*Given task*: Copy out each line of the data below that contains the word "pole".

*Supplied data*:
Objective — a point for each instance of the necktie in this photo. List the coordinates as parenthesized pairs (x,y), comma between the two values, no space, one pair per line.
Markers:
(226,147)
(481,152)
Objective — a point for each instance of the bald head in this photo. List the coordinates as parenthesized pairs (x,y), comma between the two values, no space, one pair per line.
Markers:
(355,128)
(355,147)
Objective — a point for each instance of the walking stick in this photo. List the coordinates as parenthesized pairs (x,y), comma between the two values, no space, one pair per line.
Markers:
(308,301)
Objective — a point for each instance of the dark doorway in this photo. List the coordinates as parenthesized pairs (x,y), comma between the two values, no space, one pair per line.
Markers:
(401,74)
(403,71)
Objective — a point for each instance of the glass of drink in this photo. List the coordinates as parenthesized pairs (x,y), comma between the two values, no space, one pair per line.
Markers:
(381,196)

==

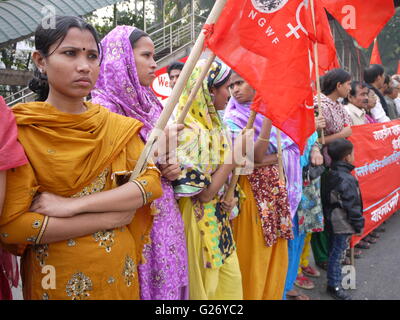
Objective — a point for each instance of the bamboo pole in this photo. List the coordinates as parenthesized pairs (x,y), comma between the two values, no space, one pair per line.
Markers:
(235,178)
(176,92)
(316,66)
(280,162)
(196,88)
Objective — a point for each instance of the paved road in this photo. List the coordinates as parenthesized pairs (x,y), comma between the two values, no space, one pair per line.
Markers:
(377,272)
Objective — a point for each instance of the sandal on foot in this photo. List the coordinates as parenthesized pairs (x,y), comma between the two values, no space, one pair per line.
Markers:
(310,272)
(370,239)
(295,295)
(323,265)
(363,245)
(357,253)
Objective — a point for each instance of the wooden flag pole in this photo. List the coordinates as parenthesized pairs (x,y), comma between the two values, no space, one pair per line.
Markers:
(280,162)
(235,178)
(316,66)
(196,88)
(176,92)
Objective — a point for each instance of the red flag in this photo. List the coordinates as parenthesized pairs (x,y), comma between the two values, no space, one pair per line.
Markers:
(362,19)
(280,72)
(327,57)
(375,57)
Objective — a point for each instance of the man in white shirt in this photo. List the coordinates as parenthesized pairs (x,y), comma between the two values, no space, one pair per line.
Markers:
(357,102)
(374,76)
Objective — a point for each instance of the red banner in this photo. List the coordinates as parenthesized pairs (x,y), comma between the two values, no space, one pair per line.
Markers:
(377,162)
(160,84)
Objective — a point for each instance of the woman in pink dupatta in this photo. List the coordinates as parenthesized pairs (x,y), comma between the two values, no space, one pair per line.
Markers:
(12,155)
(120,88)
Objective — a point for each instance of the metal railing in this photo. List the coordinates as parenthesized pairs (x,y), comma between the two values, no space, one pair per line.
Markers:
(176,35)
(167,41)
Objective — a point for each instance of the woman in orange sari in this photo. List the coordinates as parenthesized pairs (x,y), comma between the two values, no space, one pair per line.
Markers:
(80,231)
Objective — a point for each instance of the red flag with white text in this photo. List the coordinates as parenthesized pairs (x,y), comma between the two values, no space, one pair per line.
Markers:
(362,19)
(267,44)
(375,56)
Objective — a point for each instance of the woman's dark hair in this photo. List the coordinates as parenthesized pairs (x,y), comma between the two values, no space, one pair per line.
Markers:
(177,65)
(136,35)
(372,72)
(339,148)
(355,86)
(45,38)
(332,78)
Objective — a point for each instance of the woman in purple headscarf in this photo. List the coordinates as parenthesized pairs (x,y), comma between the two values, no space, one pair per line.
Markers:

*Exercise solution*:
Objective — a point for each instance of the bamboo pole in this photo. List the coordinates as parenthesized pairs (x,y), comma between the two values, no space, one pair per line.
Objective — a point for each instance of the wooden flag pole in this photo. List the coordinates as parenthesized pairs (x,y), comma between the two values, no space, one pair per line.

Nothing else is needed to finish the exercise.